◆ **Stated exercise**
Pick out each line in the entries below that contains the word "scarf" and copy those lines. Only count matches with the same uppercase and lowercase letters.

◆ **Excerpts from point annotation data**

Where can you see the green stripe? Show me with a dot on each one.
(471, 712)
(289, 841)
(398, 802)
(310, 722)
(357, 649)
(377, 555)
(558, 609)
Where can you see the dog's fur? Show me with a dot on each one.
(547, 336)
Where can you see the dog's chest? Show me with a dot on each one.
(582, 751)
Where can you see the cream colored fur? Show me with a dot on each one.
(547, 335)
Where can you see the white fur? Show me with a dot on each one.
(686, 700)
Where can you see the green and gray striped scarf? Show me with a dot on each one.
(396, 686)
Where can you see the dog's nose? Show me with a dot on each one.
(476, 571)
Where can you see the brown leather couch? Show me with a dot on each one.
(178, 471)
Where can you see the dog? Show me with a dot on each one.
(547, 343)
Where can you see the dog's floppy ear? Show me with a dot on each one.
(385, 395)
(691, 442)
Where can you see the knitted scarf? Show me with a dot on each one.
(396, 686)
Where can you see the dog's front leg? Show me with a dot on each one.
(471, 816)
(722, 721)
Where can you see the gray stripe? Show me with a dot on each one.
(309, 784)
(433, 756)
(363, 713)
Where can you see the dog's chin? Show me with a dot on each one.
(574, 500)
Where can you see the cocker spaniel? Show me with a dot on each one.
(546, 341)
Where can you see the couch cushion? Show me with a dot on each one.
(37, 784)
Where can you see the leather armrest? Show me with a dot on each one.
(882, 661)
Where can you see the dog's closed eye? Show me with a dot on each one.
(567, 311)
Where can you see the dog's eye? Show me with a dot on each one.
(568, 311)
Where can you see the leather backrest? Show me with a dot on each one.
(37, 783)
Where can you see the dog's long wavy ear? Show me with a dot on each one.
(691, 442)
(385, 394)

* * *

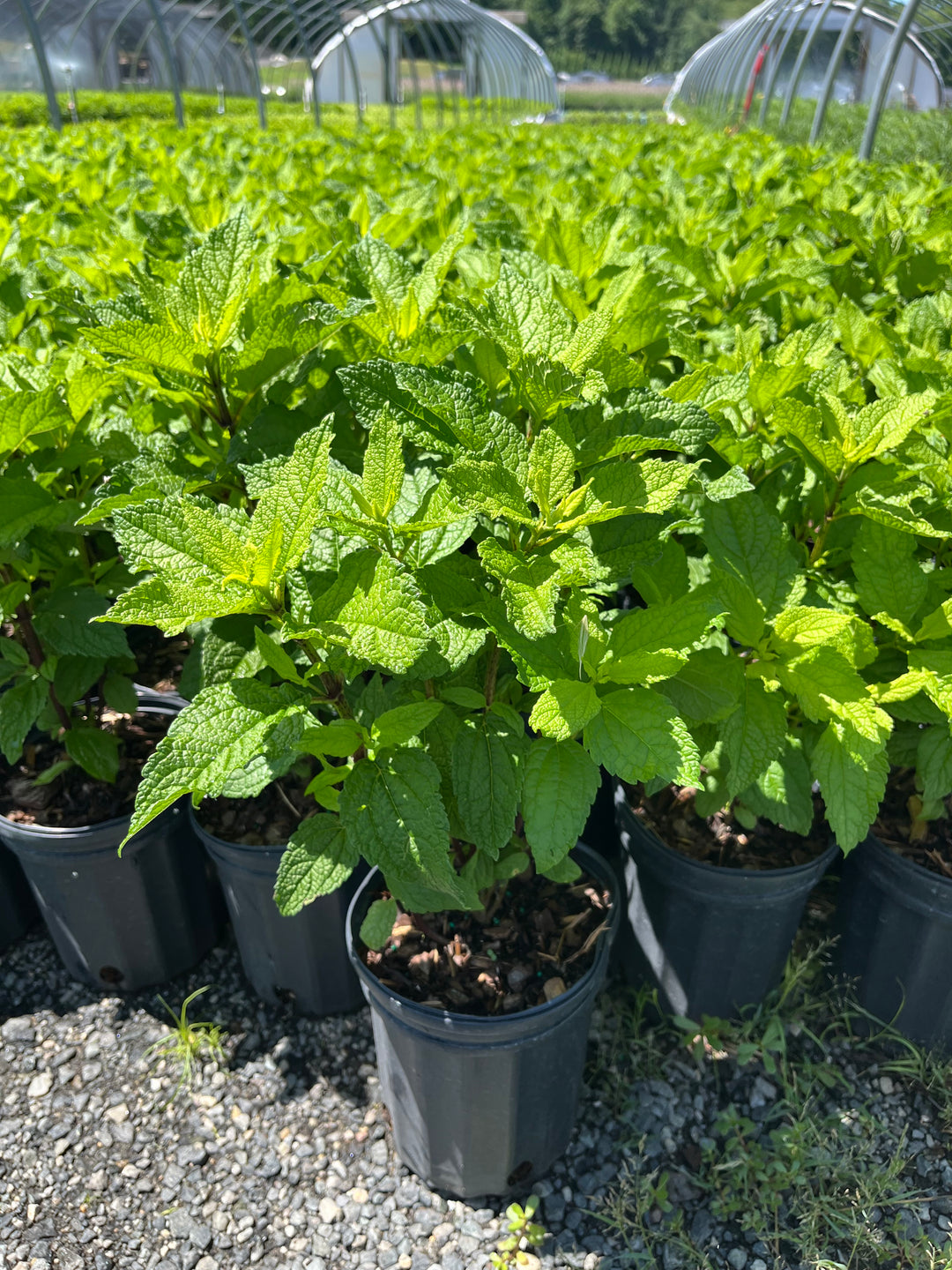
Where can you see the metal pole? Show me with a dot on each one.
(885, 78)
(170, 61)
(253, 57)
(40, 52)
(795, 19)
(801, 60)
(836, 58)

...

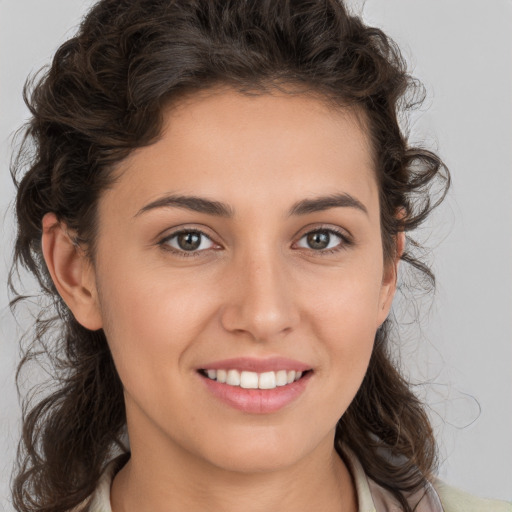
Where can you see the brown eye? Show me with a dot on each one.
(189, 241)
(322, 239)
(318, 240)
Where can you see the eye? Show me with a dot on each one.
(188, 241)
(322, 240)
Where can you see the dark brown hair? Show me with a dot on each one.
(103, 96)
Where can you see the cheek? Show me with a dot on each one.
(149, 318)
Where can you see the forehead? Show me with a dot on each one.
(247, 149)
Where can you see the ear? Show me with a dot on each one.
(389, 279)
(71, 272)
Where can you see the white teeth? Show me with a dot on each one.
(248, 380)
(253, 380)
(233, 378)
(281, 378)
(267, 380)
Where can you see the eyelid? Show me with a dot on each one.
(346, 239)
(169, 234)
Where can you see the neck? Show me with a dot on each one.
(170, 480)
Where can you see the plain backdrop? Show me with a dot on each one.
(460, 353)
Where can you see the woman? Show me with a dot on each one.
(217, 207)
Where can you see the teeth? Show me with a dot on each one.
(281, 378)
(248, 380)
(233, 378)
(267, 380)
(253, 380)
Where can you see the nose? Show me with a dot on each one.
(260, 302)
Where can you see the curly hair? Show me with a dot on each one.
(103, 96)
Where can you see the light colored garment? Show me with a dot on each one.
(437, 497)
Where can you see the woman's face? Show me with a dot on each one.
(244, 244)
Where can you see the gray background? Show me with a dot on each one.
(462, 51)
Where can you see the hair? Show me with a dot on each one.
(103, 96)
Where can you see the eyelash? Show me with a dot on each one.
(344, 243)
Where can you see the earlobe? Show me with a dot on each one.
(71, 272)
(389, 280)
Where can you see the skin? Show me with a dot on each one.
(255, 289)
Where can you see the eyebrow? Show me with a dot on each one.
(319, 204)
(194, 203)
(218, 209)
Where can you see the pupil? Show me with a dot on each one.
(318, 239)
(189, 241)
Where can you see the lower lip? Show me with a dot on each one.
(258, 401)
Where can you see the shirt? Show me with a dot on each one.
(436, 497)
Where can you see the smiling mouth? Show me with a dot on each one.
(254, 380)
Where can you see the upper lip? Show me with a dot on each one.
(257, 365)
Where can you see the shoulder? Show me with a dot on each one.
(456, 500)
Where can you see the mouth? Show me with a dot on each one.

◆ **Answer for the task**
Where can you see the green and gray striped scarf? Show me with a dot on each one.
Where can you see the knitted scarf? Show me with a dot on each one.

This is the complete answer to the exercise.